:: Given exercise 1 ::
Please pull out every line of the rows below that contains the string "plant". Case counts, so skip lines where it appears only with different capitalization.

:: Given passage ::
☆ ☆ ☆ ☆ ☆ ☆ ☆

During that time, society and the way vegetarians are perceived has (somewhat) changed as well. Most people have at least heard of vegetarianism and know what it is. Most restaurants offer some vegetarian options now, where just 18 years ago there were virtually none.
I went through various stages of development: from the know-it-all, to the extremist, to the morally superior, to the quiet vegetarian, to what I am now, a moderate vegetarian.
This is an ode to my journey thus far, and a view into the life of a normal, moderate (not extremist, not wishy-washy) vegetarian.
Video: Amazing Vegetarian Facts
^ Watch the video at YouTube.com ^
In 1996 I was nineteen years old and had graduated high school earlier that year. While attending a few classes at the local university, I got a full-time job flipping burgers at McDonald's. Before long I was the grill manager, in charge of all the food preparation at the restaurant.
I've always been an empathetic person, so when I came across Moby's album "Everything Is Wrong" and read his essays and information about vegetarianism in the liner notes, I was greatly affected by the facts about factory farming that he presented.
That, coupled with my brother's having just "gone vegetarian," and my full-time job scraping animals off the grill (only to toss them in the trash) formed the impetus needed for me to become an instant convert: one day I just "went vegetarian." I've never really looked back until now.

☆ ☆ ☆ ☆ ☆ ☆ ☆

:: Given exercise 2 ::
Repeat a passage of the vegetarian essay above word for word, beginning at the words "I've always been" and stopping after "that he presented.".

[Position annotation records]
☆ ☆ ☆ ☆ ☆ ☆ ☆

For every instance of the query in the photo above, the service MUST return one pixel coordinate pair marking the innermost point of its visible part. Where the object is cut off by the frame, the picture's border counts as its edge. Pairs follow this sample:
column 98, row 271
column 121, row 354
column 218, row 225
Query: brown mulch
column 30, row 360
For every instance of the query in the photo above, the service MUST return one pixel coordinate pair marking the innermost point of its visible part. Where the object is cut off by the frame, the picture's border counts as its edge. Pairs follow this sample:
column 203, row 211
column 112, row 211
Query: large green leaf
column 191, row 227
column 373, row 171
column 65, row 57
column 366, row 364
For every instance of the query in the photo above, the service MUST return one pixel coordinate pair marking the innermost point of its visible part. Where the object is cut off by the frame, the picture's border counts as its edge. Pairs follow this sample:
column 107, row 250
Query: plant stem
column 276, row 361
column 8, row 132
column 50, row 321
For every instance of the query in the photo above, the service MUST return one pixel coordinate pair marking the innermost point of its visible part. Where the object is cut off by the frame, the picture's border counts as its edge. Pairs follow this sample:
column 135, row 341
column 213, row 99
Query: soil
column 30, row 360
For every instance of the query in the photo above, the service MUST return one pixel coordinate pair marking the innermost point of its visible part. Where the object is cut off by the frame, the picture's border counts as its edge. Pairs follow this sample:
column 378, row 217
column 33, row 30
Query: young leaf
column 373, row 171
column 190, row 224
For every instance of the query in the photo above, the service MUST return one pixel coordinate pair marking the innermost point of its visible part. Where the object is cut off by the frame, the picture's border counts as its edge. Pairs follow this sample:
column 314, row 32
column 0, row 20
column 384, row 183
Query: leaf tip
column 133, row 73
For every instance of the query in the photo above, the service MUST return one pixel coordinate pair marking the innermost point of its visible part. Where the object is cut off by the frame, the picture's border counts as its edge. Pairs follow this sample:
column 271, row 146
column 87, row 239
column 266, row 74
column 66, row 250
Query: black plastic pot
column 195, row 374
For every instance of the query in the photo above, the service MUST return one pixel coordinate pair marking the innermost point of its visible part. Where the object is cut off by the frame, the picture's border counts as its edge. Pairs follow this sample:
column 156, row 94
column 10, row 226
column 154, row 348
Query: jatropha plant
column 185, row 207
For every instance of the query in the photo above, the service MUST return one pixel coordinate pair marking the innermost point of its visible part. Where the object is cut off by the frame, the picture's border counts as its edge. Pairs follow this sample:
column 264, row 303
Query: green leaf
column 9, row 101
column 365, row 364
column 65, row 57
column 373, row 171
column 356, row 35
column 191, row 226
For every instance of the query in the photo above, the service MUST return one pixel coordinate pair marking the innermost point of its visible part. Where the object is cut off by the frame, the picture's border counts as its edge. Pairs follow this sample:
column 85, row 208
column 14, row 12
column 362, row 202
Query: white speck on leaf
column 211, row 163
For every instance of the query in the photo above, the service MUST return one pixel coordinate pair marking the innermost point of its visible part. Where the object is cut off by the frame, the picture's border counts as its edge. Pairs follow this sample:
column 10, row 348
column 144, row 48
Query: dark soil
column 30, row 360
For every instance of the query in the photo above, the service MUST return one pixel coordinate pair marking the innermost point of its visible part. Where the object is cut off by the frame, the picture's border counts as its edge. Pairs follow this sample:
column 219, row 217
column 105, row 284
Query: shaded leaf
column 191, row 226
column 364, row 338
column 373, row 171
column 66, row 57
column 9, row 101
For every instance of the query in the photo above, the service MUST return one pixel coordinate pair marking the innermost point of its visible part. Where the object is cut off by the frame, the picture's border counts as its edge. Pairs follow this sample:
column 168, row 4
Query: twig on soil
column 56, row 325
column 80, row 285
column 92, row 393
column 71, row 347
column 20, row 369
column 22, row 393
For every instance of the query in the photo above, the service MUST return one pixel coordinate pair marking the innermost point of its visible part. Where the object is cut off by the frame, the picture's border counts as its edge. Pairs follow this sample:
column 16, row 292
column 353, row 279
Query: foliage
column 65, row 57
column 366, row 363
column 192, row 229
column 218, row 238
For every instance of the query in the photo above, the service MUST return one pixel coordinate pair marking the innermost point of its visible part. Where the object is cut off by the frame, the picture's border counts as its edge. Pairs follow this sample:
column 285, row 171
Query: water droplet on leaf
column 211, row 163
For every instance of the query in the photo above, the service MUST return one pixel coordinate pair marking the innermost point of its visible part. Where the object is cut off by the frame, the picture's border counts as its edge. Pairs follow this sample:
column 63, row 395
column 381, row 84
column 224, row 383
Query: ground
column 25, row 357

☆ ☆ ☆ ☆ ☆ ☆ ☆

:: Full solution 1 ::
Query: plant stem
Query: jatropha plant

:: Full solution 2 ::
I've always been an empathetic person, so when I came across Moby's album "Everything Is Wrong" and read his essays and information about vegetarianism in the liner notes, I was greatly affected by the facts about factory farming that he presented.